INPUT DATA:

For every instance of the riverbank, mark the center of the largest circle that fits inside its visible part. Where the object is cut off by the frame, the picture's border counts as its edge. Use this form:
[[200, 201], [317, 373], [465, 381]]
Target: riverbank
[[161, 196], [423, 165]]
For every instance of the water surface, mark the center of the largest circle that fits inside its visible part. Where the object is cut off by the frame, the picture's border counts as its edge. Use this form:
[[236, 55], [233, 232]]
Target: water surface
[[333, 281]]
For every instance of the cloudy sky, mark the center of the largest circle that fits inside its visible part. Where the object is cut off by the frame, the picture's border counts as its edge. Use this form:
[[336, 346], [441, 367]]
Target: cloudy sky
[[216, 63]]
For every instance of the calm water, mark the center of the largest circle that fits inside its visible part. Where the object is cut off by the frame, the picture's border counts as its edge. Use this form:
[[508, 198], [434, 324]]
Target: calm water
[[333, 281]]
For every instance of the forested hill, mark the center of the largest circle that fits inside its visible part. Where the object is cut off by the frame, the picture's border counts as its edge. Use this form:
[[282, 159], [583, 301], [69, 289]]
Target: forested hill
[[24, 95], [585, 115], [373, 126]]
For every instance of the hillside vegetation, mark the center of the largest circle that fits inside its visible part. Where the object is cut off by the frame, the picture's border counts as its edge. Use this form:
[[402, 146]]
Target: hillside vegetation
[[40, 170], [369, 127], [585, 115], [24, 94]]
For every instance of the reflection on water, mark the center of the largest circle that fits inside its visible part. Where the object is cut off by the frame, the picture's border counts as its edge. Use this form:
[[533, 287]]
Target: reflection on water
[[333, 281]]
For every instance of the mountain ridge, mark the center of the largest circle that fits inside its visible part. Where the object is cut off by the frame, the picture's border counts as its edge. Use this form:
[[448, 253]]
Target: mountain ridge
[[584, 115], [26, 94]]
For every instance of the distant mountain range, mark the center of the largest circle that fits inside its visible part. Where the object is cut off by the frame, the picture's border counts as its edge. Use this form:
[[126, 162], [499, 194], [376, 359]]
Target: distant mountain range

SHORT EXERCISE:
Reproduce the items above word for word, starting with the line that contains "For every instance of the forested" and going on through the final line of the items.

PROBLEM SOLUTION:
For every instance of the forested hill, mark the center of the largest circle that fits inside its visible part. Where the object is cut off by the frame, the picture's border counts as its edge. Use this form:
[[282, 159], [583, 301], [69, 289]]
Target: forested hill
[[24, 95], [585, 115], [373, 126]]
For every instance of the hillside vegetation, mark the center of the largest circle that fits inside its visible part. Where the object is cut off by the frame, the picture's border counts as its edge. Use this form:
[[402, 146]]
Target: hillside vegetation
[[40, 170], [369, 127], [585, 115], [24, 94]]
For every instance of the reflection on water, mark the center of the largest circle that fits inside its visible part. Where the object is cut off by the frame, the picture's border counts as its edge. Use this form:
[[533, 287]]
Target: reflection on water
[[333, 281]]
For every instance of the mountain ridge, mark the center of the largest circle that fits inside its visible part. Where the object is cut off by the frame, the picture's border counts as its edge. Use this form:
[[448, 253]]
Target: mountain ridge
[[584, 115], [26, 94]]
For every instance of the distant mountain range, mark the center of the largest circle that fits inside its visible part. Where the object is cut off by the frame, the picture's border counts as its edge. Use this form:
[[126, 162], [499, 194], [376, 359]]
Target: distant mountain range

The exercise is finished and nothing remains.